-------- Given records --------
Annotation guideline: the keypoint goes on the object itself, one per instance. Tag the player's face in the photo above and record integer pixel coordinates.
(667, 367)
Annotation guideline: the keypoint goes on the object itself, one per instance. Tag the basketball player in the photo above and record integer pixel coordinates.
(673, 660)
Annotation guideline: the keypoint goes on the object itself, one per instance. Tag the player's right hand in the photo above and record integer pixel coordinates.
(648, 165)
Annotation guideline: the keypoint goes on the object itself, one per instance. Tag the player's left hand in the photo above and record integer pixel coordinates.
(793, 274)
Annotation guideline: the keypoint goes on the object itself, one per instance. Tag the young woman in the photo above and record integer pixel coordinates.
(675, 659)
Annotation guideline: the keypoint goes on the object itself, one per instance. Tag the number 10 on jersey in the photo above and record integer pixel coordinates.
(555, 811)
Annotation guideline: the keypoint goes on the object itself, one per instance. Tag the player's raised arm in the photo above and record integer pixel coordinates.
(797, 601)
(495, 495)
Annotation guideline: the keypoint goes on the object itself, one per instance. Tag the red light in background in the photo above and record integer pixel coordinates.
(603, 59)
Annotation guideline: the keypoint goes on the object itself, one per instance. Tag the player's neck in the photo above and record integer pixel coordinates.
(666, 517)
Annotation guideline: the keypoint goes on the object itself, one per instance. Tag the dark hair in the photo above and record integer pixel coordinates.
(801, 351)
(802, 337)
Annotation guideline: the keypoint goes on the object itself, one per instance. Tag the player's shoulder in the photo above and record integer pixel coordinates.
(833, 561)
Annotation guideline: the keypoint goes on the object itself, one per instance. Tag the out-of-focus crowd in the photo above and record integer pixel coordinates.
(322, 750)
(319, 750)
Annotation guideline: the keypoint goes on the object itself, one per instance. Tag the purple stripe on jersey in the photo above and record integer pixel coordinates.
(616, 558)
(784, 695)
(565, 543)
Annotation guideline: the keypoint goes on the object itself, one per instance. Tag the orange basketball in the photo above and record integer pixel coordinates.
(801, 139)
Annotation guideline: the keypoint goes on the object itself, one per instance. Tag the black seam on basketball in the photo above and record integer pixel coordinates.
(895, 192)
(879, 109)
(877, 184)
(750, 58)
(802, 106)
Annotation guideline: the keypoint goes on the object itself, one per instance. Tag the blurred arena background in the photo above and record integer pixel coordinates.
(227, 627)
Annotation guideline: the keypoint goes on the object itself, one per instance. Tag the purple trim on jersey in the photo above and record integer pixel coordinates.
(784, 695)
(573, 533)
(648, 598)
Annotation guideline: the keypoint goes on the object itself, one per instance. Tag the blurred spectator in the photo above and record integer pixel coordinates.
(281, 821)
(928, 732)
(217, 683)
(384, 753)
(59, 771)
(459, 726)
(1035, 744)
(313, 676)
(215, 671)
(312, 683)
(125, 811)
--------
Each line of the records above should be copied exactly.

Annotation guideline: the keypoint goes on the object itself, one per instance. Tag the player's face in the photo above and record integer pixel coordinates.
(667, 367)
Annotation guideline: the keypoint goes on the object itself, one per instance. Tag the basketball player in the photo above and record integer pixel coordinates.
(673, 660)
Annotation guideline: the keypoint goes on the object itself, one per instance. Tag the player's right hand in the photo above and record integer pixel coordinates.
(648, 165)
Annotation guideline: the keypoint goes on the object itself, one per instance. Tag the player's left hand in the photo above and record integer pixel coordinates.
(793, 274)
Annotation guideline: the keypoint goes on the object itself, one per instance. Tag the young woman in the photo above and record integer pixel coordinates.
(675, 659)
Annotation guideline: the keypoint goes on the object itself, one per instance. Tag the number 10 on jersey in the photo above and record integer pixel coordinates.
(555, 811)
Annotation guideline: the keypoint goes on the object itself, one per instance. Tag the player's raised arm in the photo above and record integer pixel coordinates.
(797, 601)
(495, 495)
Annotation guideline: the keypoint goes on the object itself, one per instance. Tag the red light in background in the photo above and record integer pixel coordinates.
(603, 59)
Annotation guideline: the keypoint goes on the object itself, one per instance. Tag the player's neck in the photo above and record integer pixel coordinates.
(666, 517)
Annotation guideline: the keypoint goes on the object itself, one per instance. Tag the dark hair in the photo above and record integer pixel coordinates.
(801, 351)
(802, 337)
Annotation guideline: the keypoint goes on the object itself, one per instance. Tag the player's shoulder in the photo above and record integer pixel coordinates.
(833, 561)
Annotation guideline: the keypoint goes on the object itself, one per instance. Tag the out-of-focus crowd in the photo above and record integer pixel coordinates.
(322, 750)
(319, 750)
Annotation guideline: the keypoint goes on the object itself, one per instance. Tag the purple stripe on jersey in the photo above and record integer pixel coordinates.
(616, 558)
(784, 695)
(565, 543)
Annotation guideline: the keypoint goes on the object itself, one per instance. Tag the orange basketball in the photo above and record integer pixel coordinates.
(801, 139)
Annotation guideline: the keypoint goes on the object itself, one per instance. Tag the black seam on basketball in the photo above and record integer pixel coordinates.
(895, 192)
(879, 109)
(877, 184)
(750, 58)
(802, 106)
Annotation guideline: the keypoint goes on the object itself, one per instance. Tag the blurred arena background in the photo above and record integer pixel coordinates.
(227, 627)
Annotation guideline: the keypoint goes on the object itself, one per instance. Tag the purple trim on jersey in the photo above and record integer pixel coordinates.
(784, 695)
(573, 533)
(648, 598)
Annotation guideline: the keypoint goes on the object itself, one per instance. Tag the blurred spectator in the photo above and record integer pixel coordinates.
(281, 821)
(928, 732)
(217, 683)
(384, 753)
(59, 771)
(459, 726)
(1035, 744)
(313, 676)
(215, 671)
(312, 683)
(125, 811)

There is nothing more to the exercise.